-- Extract to read follows --

Another driver behind cheaper new homes is design downsizing. Builders, facing a more cost-conscious buyer, have shifted toward smaller floor plans to maintain affordability. While new homes are still typically larger than existing ones, the margin is narrowing.

On a per-square-foot basis, the trend holds: new-construction homes now average about $218.66 per square foot, compared to $226.56 for existing homes, according to Realtor.com data.

In other words, even after adjusting for size, new homes remain the better deal in many markets.

Some of the price divergence can be chalked up to where homes are being built. New construction tends to be concentrated in lower-cost regions, particularly the South, which now accounts for 60% of all new-home sales, but just 46% of resale transactions.

However, that regional skew has been present for years. It doesn’t explain why price inversion has emerged only recently—and persisted this long.

A more nuanced factor may lie in the psychology of buyers and sellers. While logic might suggest that buyers see new and existing homes as interchangeable, real-world behavior hints at something more complex. Some buyers appear to have strong preferences for older homes—due to location, charm, or lot size—and are willing to pay a premium for them.

Still, the idea that resale homes would consistently command more than brand-new ones, regardless of condition or location, strains credulity.

What seems more plausible is that resale prices are “stickier”—slower to react to changing market dynamics—while builders have responded quickly to dwindling demand by adjusting pricing.

“Weak buyer demand this summer has builders scrambling,” Berner explains. “Meanwhile, existing-home sellers are holding firm.”

That stickiness is showing up in other ways. Delistings have surged, as homeowners—many of whom locked in ultra-low mortgage rates during the pandemic—prefer to pull their listings rather than accept offers below their expectations.

The result? A kind of standoff: sellers unwilling to budge on price, and buyers unable (or unwilling) to stretch their budgets further.

This divergence raises an uncomfortable question: Are resale prices out of sync with market reality?

“If resale prices aren’t falling when supply is high and demand is low, are those prices a true reflection of the market?” Berner asks.

It’s a critical point. If homeowners continue to resist price cuts, the resale market may remain stuck in a holding pattern. Builders, on the other hand, will continue to adjust—and may increasingly dominate the attention of serious buyers.

-- Extract to read concluded --
-- Source information follows --

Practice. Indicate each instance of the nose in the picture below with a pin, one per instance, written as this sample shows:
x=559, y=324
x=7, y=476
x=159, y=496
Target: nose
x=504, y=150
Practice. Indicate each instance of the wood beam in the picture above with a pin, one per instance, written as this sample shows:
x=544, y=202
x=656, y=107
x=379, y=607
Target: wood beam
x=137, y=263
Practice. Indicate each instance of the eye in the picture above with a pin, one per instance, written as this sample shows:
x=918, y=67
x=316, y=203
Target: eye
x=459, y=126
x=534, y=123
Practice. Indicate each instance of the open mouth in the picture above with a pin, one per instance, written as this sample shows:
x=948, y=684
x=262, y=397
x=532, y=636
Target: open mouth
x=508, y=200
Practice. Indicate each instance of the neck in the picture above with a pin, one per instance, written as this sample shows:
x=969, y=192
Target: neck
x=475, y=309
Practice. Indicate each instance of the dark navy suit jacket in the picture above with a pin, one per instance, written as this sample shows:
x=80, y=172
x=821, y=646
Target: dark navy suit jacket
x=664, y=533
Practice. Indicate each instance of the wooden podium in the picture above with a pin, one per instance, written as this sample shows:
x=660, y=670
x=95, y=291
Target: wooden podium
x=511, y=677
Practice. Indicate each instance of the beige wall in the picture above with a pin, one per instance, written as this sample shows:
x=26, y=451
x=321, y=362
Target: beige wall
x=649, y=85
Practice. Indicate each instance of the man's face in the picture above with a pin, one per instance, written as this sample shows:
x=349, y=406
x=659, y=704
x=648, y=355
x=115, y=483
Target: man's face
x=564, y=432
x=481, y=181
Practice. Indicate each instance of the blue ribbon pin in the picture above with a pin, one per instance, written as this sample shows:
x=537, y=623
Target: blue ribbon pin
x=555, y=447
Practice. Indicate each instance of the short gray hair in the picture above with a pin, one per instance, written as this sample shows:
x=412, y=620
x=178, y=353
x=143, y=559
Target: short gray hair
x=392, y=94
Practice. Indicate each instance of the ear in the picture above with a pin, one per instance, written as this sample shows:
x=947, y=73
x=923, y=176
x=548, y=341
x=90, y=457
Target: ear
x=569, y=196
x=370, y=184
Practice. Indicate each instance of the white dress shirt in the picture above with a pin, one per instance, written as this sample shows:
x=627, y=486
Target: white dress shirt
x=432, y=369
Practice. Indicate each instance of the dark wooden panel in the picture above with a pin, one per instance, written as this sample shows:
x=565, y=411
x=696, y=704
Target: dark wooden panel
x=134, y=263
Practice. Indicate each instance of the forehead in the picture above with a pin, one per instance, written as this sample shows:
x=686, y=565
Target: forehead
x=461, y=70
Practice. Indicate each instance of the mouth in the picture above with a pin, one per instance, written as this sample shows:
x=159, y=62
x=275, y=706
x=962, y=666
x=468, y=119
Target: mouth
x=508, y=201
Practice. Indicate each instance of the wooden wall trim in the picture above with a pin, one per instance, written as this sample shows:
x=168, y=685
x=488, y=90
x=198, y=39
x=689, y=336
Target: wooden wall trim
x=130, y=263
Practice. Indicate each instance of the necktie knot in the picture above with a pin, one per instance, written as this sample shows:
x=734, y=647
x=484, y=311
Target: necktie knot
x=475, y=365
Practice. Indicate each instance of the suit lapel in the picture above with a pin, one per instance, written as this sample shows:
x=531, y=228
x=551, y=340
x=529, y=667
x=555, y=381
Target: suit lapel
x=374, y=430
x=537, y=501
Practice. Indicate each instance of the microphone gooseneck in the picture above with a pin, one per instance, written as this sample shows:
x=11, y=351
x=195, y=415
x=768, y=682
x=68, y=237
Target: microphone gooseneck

-- Source information concluded --

▶ Exercise instructions
1. The text on new and resale home prices gives reasons why some buyers prefer older homes. List all of them.
2. Write a continuation of the text on new and resale home prices, starting after its last sentence.

▶ Results by task
1. Location, charm, lot size

2.
The long-term implications are uncertain. On one hand, if demand remains soft and sellers eventually capitulate, we could see a broader price correction—more gradual than a crash, but impactful nonetheless.

On the other, if interest rates fall or incomes rise, some of the affordability pressure could ease, allowing the resale market to catch up and reassert its usual pricing hierarchy.

But for now, the inversion appears likely to persist, at least in the near term.

For homebuyers, this moment presents a rare opportunity. In a market that still feels unaffordable to many, new homes are suddenly offering more value—not just in price, but in financing flexibility and move-in readiness.

For those able to be flexible on location or willing to embrace newer developments, builders are effectively rolling out the red carpet.

“You’re getting more house for less money—and fewer surprises after moving in,” says Berner.

Of course, new construction isn’t right for everyone. Older homes often offer better proximity to city centers, mature landscaping, and established communities. But in a housing market long defined by scarcity, this shift offers something increasingly rare: a buyer’s edge.

As the housing market enters the final stretch of 2025, all eyes will be on interest rates, inventory levels, and consumer sentiment. If mortgage rates begin to ease, demand could rebound and reshape the current dynamics.

Until then, the pricing inversion—while strange—may remain the new normal.

Whether it proves to be a blip or a longer-term realignment, one thing is clear: in today’s housing market, new doesn’t necessarily mean more expensive. And for budget-conscious buyers, that could make all the difference.